■ Texte cité ■
•••••

Un récit divertit, c’est ce qu’on dit. Mais s’il n’examinait pas nos croyances, nos valeurs, notre humanité, que serait-il d’autre ?

L’âme du récit

Comme un souffle discret, le thème murmure des vérités sur notre condition humaine sans que cela soit aux dépens de l’intrigue ou des personnages. Dilemmes moraux, débats philosophiques ou sociétaux, le thème interroge et nous invite à réfléchir, à voir le monde autrement.
Posons comme thèmes, pour l’exemple, des concepts qui adressent le statu quo, la frontière entre la foi et la raison, entre l’Histoire au grand H et le mythe, entre la science et la religion. Ce n’est pas fortuit : ces quatre thèmes sont des questions fondamentales qui ont passionné l’humanité à travers les âges. Et ils sont liés : le statu quo par exemple est ce qui nourrit la dialectique entre les pôles des trois autres thèmes.

Une narration ne s’expose pas en déclarations explicites : ce serait de la propagande. Les personnages se trouvent entre la foi et la raison ou entre la science et la religion. C’est ainsi que se justifient leurs actions que le lecteur/spectateur interprète et juge.

L’idée particulière qui est évoquée invite non seulement les personnages mais aussi la lectrice et le lecteur à comprendre quelque chose de nouveau ou de différent : découvrir des vérités cachées, remettre en cause ses croyances, se découvrir soi-même ou poser un regard différent sur le monde. Proust, dans la recherche du temps perdu, fouille dans ses souvenirs d’enfance et découvre comment le temps et la mémoire influencent ce que nous sommes. Il invite ainsi la lectrice et le lecteur à réfléchir sur leur propre expérience du temps et de la mémoire.

•••••

■ Données fournies ■
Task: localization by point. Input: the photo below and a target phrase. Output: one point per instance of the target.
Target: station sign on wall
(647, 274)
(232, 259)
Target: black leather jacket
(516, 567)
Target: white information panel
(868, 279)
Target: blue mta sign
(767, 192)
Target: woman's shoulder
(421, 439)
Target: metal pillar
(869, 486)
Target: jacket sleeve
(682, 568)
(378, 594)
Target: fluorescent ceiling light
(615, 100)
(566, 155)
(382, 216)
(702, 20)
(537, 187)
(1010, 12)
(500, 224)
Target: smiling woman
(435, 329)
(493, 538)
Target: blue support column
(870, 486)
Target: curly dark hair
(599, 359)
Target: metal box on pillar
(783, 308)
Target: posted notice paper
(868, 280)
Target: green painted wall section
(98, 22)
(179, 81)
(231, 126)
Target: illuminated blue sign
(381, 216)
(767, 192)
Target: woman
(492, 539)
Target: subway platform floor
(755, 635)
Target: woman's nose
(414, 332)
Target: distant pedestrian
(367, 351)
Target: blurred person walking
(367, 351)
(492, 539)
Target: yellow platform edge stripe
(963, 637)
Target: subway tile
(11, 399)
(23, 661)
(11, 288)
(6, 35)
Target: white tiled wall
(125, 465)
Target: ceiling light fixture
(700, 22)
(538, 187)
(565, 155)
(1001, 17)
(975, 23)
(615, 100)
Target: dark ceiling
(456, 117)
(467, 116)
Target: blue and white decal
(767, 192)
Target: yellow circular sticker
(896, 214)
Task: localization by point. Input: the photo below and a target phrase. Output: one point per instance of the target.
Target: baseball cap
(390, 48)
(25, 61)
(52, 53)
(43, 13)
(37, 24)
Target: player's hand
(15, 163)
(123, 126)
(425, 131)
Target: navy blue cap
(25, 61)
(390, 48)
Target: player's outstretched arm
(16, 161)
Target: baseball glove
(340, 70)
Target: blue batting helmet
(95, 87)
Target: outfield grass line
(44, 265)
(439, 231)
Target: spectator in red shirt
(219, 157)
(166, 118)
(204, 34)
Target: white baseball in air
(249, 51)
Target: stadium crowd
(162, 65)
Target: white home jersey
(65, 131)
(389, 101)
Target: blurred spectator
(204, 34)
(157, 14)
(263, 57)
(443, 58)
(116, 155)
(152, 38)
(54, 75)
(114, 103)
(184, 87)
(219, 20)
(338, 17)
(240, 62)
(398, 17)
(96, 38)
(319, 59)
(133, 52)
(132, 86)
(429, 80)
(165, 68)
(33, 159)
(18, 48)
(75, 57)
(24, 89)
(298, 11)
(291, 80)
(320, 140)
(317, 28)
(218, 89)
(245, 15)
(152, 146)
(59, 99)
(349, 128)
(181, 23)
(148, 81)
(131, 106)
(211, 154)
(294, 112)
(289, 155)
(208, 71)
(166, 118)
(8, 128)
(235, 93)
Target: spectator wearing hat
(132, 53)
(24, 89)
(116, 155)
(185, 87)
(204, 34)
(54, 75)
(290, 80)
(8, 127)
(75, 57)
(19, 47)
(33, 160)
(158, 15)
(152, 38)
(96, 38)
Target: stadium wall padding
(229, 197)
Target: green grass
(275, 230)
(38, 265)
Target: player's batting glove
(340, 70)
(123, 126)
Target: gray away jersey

•••••

■ Consigne A ■
Indiquez si chacune des affirmations suivantes concorde avec le texte sur le thème du récit, en répondant par oui ou par non et en citant les mots décisifs du texte : (i) le thème se déploie aux dépens de l'intrigue ; (ii) les quatre thèmes pris pour l'exemple sont liés entre eux ; (iii) une narration s'expose en déclarations explicites.
■ Consigne B ■
Réécrivez tout ce qui va de "Comme un souffle" jusqu'à "trois autres thèmes." dans le texte sur le thème du récit, en substituant "consensus" à "statu quo".
■ Consigne C ■
Poursuivez le texte sur le thème du récit à partir de sa dernière phrase.

■ Réponse finale A ■
(i) Non : « sans que cela soit aux dépens de l’intrigue ou des personnages ».
(ii) Oui : « Et ils sont liés ».
(iii) Non : « Une narration ne s’expose pas en déclarations explicites ».

■ Réponse finale B ■
Comme un souffle discret, le thème murmure des vérités sur notre condition humaine sans que cela soit aux dépens de l’intrigue ou des personnages. Dilemmes moraux, débats philosophiques ou sociétaux, le thème interroge et nous invite à réfléchir, à voir le monde autrement.
Posons comme thèmes, pour l’exemple, des concepts qui adressent le consensus, la frontière entre la foi et la raison, entre l’Histoire au grand H et le mythe, entre la science et la religion. Ce n’est pas fortuit : ces quatre thèmes sont des questions fondamentales qui ont passionné l’humanité à travers les âges. Et ils sont liés : le consensus par exemple est ce qui nourrit la dialectique entre les pôles des trois autres thèmes.

■ Réponse finale C ■
Si le thème est l’âme d’un récit, il relie aussi deux âmes : celle du personnage et celle du lecteur/spectateur. Suivre un héros et une héroïne à travers une série d’événements est une chose ; comprendre leurs luttes, leurs motivations et les dilemmes moraux auxquels ils sont confrontés en est une autre.
Le thème est un moyen comme un autre d’expliquer l’empathie que l’on peut éprouver envers un personnage. On participe à ce qu’il endure et on célèbre ses triomphes. L’envie t-on ? Peut-être.

L’universalité d’un thème

Un thème est comme le mythe : il se moque du temps et des lieux. Quête de connaissances, lutte pour le pouvoir, l’amour, la survie : des expériences humaines fondamentales qui perdurent. Contrairement au mythe, cependant, le thème ne nous impose pas des conduites.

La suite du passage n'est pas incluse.